[START MATERIAL SHOWN]
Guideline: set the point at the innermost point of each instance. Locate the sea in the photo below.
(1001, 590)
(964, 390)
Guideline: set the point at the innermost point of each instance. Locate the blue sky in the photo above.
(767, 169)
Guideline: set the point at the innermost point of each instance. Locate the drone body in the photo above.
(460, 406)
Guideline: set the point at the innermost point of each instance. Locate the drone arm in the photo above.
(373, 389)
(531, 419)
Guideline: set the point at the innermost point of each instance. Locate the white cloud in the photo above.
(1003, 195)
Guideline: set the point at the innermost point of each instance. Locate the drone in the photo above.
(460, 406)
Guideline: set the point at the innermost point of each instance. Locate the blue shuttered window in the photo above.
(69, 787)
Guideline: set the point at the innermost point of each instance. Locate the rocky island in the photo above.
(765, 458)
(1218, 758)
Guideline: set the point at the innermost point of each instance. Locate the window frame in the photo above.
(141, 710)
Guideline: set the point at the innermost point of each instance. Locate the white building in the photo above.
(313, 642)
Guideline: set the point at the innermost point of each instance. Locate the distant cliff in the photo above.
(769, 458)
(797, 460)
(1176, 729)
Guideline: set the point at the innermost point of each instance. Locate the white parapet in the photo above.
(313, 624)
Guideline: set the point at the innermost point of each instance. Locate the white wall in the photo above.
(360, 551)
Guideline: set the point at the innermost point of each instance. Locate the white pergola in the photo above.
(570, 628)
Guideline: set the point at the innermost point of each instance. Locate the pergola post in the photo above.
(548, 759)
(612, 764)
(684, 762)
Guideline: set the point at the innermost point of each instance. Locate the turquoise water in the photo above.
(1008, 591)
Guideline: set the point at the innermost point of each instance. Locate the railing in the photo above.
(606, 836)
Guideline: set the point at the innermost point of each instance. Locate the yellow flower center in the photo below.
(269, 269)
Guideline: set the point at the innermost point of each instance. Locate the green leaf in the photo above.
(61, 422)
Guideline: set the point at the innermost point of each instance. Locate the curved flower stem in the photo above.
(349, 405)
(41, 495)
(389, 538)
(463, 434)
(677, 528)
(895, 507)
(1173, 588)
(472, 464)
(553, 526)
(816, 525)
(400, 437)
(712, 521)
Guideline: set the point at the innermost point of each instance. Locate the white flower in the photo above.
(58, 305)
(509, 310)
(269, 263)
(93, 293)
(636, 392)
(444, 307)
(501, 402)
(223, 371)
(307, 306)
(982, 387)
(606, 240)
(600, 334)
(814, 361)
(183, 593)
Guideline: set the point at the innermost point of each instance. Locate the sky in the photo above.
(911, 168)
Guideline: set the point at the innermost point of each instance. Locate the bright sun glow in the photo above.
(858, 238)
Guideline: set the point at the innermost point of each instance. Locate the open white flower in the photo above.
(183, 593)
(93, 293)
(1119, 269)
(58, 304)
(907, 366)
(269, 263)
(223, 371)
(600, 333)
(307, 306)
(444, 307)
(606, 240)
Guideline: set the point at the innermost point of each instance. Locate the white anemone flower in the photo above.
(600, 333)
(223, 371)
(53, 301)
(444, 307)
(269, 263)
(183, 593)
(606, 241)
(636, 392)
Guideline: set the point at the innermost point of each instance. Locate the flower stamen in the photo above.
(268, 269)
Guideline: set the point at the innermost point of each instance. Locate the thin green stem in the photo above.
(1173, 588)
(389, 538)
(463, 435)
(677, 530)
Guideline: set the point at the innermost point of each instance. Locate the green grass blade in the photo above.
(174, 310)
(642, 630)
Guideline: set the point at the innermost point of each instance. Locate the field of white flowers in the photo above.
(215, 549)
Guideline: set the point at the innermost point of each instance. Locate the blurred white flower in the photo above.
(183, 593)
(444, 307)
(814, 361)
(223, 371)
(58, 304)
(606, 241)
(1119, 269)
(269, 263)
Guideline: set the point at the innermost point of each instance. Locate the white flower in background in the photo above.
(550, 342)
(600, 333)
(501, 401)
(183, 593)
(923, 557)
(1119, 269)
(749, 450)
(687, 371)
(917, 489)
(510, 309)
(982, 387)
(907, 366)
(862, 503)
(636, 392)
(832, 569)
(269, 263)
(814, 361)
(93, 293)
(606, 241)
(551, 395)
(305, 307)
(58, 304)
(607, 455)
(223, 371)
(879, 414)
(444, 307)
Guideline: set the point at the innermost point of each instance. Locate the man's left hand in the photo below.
[END MATERIAL SHOWN]
### GIVEN PROBLEM
Begin with the line that contains "stamen in the photo above." and set down each line exactly until the records above end, including the final line.

### EXERCISE OUTPUT
Guideline: set the point at the innermost point of each instance. Locate the flower stamen in the photo above.
(268, 269)
Guideline: set the point at the innermost point of each instance. Locate the thin green stem in the photo above.
(1173, 588)
(389, 538)
(463, 435)
(677, 530)
Guideline: set the point at the innermost point of each instance. Locate the green grass blade in the photo above.
(174, 310)
(642, 630)
Guideline: set the point at the innermost point of each instance. Locate the field of white flowers in the photo above.
(215, 549)
Guideline: set the point at the innermost point of each instance. Locate the blurred white flower in the photo above.
(183, 593)
(444, 307)
(814, 361)
(223, 371)
(58, 304)
(606, 241)
(1119, 269)
(269, 263)
Guideline: set the point at the innermost point of each instance. Locate the white flower in background in the photo above.
(550, 342)
(600, 333)
(501, 401)
(183, 593)
(923, 557)
(1119, 269)
(749, 450)
(687, 371)
(917, 489)
(510, 309)
(982, 387)
(907, 366)
(862, 503)
(636, 392)
(832, 569)
(269, 263)
(814, 361)
(93, 293)
(606, 241)
(551, 395)
(305, 307)
(58, 304)
(607, 455)
(223, 371)
(879, 414)
(444, 307)
Guideline: set the point at the innermost point of each instance. Locate the man's left hand in the photo below.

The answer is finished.